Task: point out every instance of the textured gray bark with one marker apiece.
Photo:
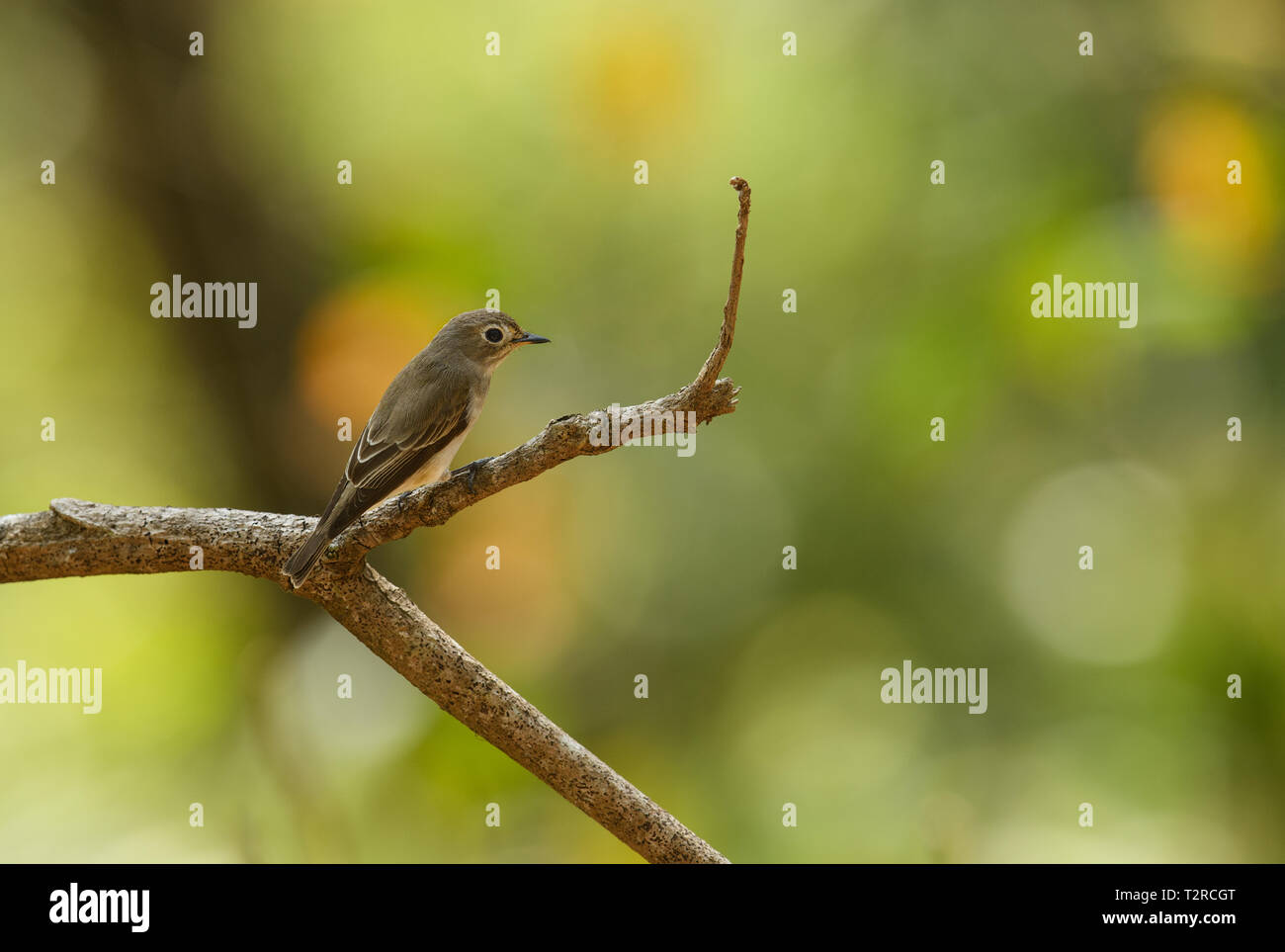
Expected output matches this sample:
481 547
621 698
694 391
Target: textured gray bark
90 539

§

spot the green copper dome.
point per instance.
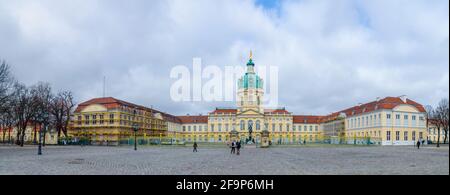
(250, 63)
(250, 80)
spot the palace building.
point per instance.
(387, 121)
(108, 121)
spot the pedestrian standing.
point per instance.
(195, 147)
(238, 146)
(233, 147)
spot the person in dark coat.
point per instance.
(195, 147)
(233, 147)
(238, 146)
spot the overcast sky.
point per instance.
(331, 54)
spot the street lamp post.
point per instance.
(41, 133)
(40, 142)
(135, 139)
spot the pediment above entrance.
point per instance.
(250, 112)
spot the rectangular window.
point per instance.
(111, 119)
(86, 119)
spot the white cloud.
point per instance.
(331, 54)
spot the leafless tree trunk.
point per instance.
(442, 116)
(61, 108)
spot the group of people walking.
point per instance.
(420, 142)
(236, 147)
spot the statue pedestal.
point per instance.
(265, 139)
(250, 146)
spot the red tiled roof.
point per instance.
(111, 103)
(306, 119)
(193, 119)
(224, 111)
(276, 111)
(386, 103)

§

*Work instructions:* Of the entries above, repeat exactly the lines between the line with "spot the person in dark coat." and the line with "spot the red tiled roof.", inclusive, and no others.

*Completed exercise:*
spot the person in dark coat.
point per instance.
(195, 147)
(233, 147)
(238, 146)
spot the overcast sky.
point per instance.
(331, 54)
spot the street lamp post.
point per instance.
(41, 133)
(40, 142)
(135, 139)
spot the pediment above entrance.
point per instance.
(250, 112)
spot the rectangular window.
point per instance.
(111, 119)
(86, 119)
spot the white cloud.
point per instance.
(331, 54)
spot the leafless tree trunk.
point per instance.
(442, 116)
(61, 108)
spot the group of people walking.
point per instance.
(420, 142)
(236, 147)
spot the statue pedestal.
point per instance.
(265, 139)
(250, 146)
spot the red tiled roof.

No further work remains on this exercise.